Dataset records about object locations
begin

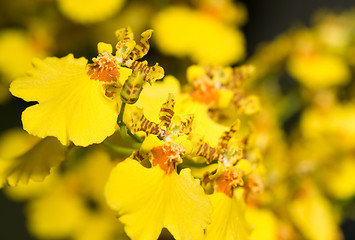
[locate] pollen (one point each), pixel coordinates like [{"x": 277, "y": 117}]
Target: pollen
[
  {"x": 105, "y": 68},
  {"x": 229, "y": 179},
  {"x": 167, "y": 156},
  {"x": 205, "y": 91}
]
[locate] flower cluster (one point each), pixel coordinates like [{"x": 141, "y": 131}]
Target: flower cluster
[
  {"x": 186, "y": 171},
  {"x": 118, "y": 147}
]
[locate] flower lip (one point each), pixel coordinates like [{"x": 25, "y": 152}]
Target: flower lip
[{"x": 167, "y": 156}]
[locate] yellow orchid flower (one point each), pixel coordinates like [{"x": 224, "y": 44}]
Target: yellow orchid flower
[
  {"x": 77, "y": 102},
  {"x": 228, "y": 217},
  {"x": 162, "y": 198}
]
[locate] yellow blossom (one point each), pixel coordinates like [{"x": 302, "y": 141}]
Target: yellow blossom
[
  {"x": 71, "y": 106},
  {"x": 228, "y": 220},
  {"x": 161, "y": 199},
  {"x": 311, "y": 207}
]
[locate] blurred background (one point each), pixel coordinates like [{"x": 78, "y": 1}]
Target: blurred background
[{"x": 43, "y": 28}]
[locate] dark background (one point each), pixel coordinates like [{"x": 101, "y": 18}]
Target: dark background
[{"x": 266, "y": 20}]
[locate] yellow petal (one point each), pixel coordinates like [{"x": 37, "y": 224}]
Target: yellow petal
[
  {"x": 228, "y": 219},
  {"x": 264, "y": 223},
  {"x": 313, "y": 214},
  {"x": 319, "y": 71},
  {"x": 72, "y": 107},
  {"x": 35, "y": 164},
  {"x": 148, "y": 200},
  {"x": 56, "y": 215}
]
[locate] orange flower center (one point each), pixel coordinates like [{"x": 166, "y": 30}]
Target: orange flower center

end

- **DIRECTION**: Could you print every one of the entries above verbatim, leaving out the pictures?

- **OUTPUT FOR THIS EXERCISE**:
[locate] pollen (one point each), pixel coordinates like [{"x": 277, "y": 117}]
Target: pollen
[
  {"x": 105, "y": 68},
  {"x": 229, "y": 179},
  {"x": 167, "y": 156},
  {"x": 205, "y": 91}
]
[locate] flower cluster (one point each), pixel coordinates like [{"x": 141, "y": 131}]
Target: flower cluster
[
  {"x": 186, "y": 171},
  {"x": 118, "y": 147}
]
[locate] flower lip (one point each), pixel coordinates like [{"x": 25, "y": 152}]
Target: flower lip
[{"x": 167, "y": 156}]
[locate] yellow orchid flower (one point each), pixel coordinates like [{"x": 224, "y": 44}]
Target: yellow orchid flower
[
  {"x": 77, "y": 102},
  {"x": 228, "y": 217},
  {"x": 162, "y": 198}
]
[locate] yellow blossom (one point each), pixel coordinates like [{"x": 302, "y": 141}]
Target: yellow blossom
[
  {"x": 71, "y": 106},
  {"x": 228, "y": 220},
  {"x": 161, "y": 199},
  {"x": 311, "y": 207}
]
[locate] blurred background (one point each), pixel coordinates like [{"x": 78, "y": 1}]
Target: blurred background
[{"x": 43, "y": 28}]
[locate] dark background (one point each), pixel coordinates like [{"x": 101, "y": 18}]
Target: dark background
[{"x": 266, "y": 20}]
[locate] yellow petal (one point each), pixel coordinates like [{"x": 37, "y": 224}]
Target: yellow petal
[
  {"x": 228, "y": 219},
  {"x": 264, "y": 223},
  {"x": 313, "y": 214},
  {"x": 319, "y": 71},
  {"x": 72, "y": 107},
  {"x": 35, "y": 164},
  {"x": 148, "y": 200},
  {"x": 56, "y": 215}
]
[locate] orange flower center (one point each), pixel coordinates like [{"x": 166, "y": 30}]
Target: orange flower center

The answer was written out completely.